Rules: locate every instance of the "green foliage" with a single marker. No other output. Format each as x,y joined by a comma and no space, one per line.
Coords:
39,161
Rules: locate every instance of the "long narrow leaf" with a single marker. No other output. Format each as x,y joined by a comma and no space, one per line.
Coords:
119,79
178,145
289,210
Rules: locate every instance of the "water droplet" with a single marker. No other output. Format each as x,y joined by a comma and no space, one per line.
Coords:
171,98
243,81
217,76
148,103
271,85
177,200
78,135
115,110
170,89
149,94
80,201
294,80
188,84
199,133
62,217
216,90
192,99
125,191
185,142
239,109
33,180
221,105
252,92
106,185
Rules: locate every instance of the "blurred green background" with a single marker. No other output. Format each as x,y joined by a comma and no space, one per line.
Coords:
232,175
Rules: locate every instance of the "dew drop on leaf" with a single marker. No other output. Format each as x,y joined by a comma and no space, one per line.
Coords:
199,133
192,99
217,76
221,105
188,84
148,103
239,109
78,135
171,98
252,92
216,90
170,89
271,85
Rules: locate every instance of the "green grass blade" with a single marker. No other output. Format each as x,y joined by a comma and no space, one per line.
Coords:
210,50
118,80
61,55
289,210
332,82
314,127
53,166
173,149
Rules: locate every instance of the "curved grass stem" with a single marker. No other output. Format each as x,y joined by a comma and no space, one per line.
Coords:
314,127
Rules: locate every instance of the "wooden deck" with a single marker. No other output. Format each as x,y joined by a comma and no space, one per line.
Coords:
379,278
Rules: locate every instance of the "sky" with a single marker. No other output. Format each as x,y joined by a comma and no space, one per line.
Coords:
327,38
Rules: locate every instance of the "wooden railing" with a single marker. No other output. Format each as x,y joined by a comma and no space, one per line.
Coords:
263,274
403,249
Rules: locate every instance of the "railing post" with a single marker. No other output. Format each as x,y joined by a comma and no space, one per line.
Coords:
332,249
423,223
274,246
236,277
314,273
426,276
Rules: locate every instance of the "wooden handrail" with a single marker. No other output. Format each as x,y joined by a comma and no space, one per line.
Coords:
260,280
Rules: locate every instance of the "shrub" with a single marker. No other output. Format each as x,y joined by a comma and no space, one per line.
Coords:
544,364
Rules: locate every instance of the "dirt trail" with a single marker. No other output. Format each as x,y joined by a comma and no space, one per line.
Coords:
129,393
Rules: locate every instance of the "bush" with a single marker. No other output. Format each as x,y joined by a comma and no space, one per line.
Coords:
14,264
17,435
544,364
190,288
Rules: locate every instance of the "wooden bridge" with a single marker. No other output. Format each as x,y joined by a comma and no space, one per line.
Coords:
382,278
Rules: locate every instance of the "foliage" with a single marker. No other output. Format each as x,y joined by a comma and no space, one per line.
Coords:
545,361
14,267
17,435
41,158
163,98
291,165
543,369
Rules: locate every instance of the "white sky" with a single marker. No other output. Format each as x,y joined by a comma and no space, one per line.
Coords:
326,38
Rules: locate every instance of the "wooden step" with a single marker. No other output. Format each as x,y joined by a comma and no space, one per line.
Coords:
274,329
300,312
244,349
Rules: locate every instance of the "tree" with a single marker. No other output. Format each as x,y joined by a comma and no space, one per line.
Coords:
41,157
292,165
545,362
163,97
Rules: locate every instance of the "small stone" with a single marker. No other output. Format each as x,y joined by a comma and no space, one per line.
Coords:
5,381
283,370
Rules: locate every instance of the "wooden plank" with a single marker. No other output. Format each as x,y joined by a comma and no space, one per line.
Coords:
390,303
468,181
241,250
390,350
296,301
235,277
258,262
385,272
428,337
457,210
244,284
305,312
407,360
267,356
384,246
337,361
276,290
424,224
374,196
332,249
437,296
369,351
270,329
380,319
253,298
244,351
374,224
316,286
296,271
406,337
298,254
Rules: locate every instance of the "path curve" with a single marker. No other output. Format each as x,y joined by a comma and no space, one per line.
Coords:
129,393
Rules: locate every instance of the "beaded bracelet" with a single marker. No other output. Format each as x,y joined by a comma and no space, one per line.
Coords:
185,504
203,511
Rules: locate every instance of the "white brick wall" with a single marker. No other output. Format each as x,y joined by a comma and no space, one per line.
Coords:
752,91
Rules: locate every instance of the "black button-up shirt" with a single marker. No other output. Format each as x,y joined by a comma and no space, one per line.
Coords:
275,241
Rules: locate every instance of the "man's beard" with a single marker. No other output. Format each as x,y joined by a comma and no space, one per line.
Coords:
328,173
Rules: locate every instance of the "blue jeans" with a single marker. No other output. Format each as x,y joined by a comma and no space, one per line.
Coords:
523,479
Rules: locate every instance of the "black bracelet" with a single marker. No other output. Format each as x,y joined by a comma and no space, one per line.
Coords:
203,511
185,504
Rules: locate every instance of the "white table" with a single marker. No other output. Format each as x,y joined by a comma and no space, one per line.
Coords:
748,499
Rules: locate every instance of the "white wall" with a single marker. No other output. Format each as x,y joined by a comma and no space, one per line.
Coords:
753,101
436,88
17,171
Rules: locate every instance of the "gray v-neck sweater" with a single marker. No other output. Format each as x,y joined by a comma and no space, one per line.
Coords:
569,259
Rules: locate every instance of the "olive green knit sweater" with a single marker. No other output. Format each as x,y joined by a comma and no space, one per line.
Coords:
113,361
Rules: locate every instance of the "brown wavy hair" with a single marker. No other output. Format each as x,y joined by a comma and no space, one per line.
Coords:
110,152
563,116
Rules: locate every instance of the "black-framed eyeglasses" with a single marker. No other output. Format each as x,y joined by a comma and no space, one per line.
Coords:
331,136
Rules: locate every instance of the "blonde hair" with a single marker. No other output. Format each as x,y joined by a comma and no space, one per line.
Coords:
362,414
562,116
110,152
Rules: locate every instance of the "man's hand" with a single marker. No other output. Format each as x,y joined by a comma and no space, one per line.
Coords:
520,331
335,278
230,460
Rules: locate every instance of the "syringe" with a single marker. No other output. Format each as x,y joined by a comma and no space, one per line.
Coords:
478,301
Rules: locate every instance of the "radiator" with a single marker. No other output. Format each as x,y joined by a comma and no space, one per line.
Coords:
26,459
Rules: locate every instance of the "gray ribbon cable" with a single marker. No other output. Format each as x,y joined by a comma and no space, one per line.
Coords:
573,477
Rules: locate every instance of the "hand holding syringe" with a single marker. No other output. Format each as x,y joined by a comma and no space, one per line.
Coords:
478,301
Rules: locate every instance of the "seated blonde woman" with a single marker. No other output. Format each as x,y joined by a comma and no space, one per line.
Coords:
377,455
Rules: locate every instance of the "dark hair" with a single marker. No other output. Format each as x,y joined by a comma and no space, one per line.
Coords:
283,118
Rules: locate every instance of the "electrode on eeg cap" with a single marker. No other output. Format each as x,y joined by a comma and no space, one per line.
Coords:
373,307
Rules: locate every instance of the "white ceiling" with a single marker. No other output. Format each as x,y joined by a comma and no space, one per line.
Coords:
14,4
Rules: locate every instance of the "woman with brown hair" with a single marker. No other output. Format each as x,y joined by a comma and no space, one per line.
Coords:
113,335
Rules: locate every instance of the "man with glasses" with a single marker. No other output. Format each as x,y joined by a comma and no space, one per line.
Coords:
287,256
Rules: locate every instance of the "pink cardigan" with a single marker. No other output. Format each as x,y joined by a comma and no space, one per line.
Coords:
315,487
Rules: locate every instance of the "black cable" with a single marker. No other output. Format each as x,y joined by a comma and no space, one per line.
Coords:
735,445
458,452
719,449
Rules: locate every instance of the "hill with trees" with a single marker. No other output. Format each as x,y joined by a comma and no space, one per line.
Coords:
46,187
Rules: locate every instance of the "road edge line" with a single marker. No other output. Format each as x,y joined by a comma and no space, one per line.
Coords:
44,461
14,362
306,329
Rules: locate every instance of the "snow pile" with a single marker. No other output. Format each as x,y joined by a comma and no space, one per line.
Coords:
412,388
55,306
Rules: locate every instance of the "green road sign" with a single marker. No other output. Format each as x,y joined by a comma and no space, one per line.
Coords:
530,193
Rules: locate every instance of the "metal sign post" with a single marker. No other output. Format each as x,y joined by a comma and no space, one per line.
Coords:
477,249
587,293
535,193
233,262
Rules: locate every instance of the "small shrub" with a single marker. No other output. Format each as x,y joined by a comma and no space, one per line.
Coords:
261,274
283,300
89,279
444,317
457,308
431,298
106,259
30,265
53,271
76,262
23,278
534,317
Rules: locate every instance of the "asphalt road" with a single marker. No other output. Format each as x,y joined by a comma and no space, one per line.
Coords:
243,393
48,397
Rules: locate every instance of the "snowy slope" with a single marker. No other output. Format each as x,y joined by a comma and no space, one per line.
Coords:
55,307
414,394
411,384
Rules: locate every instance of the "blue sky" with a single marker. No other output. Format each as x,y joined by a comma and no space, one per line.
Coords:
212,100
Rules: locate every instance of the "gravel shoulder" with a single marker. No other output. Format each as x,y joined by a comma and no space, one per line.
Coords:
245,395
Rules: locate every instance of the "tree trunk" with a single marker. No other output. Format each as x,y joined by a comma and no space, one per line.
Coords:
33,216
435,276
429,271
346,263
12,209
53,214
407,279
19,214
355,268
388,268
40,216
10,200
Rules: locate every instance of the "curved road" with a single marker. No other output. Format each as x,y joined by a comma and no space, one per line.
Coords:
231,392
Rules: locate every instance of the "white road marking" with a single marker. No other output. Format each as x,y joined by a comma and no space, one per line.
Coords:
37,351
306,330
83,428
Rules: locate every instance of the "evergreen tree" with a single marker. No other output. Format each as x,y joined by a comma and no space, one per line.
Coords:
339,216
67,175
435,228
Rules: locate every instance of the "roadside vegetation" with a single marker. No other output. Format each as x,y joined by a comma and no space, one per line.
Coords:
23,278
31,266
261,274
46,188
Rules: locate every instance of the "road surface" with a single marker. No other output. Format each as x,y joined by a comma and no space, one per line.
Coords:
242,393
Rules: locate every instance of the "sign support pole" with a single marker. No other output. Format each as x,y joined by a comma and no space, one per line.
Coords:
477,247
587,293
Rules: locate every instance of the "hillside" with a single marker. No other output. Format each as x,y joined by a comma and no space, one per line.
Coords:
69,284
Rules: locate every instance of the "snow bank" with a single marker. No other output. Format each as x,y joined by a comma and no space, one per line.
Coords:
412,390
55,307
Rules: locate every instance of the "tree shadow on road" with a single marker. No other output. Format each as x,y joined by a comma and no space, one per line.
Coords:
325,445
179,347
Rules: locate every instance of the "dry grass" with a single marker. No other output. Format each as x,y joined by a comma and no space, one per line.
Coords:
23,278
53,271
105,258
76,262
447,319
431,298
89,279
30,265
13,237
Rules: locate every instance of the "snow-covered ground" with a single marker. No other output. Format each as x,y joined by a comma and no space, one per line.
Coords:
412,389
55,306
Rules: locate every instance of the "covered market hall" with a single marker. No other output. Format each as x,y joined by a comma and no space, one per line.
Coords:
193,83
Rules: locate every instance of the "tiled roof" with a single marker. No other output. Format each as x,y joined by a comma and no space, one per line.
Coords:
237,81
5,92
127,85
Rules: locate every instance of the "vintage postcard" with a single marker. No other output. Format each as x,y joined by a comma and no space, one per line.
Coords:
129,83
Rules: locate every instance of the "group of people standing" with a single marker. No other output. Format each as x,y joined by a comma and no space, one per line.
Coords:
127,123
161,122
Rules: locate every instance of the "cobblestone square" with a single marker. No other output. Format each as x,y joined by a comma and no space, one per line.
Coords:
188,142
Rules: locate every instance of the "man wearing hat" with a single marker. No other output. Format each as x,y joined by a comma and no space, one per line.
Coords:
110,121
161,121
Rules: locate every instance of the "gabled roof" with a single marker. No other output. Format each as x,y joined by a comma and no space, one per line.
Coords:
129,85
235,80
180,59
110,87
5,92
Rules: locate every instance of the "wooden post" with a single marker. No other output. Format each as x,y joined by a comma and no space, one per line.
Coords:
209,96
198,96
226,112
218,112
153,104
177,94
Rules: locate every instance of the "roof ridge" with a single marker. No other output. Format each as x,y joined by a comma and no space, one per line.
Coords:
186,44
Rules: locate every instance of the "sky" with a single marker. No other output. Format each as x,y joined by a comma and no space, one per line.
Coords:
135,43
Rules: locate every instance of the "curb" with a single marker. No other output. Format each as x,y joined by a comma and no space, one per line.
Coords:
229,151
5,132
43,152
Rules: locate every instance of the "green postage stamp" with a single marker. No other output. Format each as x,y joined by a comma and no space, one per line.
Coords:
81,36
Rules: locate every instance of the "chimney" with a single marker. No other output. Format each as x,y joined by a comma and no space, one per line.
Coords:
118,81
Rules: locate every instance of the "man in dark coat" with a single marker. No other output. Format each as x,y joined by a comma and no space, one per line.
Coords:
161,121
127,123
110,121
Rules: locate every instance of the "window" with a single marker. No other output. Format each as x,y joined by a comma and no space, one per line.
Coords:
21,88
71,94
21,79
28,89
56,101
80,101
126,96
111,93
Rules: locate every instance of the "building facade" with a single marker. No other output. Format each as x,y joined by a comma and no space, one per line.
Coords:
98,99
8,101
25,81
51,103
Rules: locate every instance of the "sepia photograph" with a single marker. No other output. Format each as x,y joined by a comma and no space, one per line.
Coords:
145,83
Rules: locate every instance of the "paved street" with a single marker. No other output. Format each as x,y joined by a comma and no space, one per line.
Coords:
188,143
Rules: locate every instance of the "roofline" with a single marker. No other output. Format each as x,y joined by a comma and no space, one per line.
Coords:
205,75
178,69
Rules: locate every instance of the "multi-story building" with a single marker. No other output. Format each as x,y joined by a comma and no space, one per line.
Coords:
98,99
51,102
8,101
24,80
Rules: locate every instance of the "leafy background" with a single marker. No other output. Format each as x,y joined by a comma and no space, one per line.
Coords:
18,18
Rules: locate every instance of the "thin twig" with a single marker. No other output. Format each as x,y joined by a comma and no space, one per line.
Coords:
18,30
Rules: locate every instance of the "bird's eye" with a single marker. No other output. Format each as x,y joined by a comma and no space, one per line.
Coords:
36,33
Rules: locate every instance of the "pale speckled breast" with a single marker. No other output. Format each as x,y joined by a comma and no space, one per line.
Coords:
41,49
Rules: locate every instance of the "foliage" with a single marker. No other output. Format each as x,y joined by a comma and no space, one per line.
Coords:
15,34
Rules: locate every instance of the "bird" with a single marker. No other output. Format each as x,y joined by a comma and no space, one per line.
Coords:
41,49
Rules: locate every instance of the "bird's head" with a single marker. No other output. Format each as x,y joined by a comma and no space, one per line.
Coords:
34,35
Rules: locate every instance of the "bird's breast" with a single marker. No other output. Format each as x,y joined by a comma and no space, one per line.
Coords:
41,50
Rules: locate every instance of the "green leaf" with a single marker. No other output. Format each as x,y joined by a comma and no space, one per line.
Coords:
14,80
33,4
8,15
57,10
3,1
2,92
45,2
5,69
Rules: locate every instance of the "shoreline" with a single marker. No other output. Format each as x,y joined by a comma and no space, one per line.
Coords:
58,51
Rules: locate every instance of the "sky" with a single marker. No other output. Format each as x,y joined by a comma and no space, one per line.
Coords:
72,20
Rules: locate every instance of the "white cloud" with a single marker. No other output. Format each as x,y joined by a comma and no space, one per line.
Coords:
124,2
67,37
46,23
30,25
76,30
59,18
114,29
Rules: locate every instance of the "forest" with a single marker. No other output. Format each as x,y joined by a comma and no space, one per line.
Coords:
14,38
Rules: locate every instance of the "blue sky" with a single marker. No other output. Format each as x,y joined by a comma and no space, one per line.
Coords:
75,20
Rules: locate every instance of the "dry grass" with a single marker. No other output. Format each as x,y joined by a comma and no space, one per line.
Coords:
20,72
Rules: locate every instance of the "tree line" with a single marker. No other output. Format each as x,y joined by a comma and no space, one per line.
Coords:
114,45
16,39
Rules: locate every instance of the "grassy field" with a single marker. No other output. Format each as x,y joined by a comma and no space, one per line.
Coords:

→ **任务指令**
筛选上面的材料，把含有字符串“syringe”的每一行都原样抄出来。

→ **完成结果**
Rules: locate every instance of the "syringe" with a single marker. No other output. Format each as x,y joined by a comma and no space, one per line.
Rules: locate every instance of the "hand holding syringe" with a single marker. No other output. Format each as x,y joined by a comma and no space, one per line.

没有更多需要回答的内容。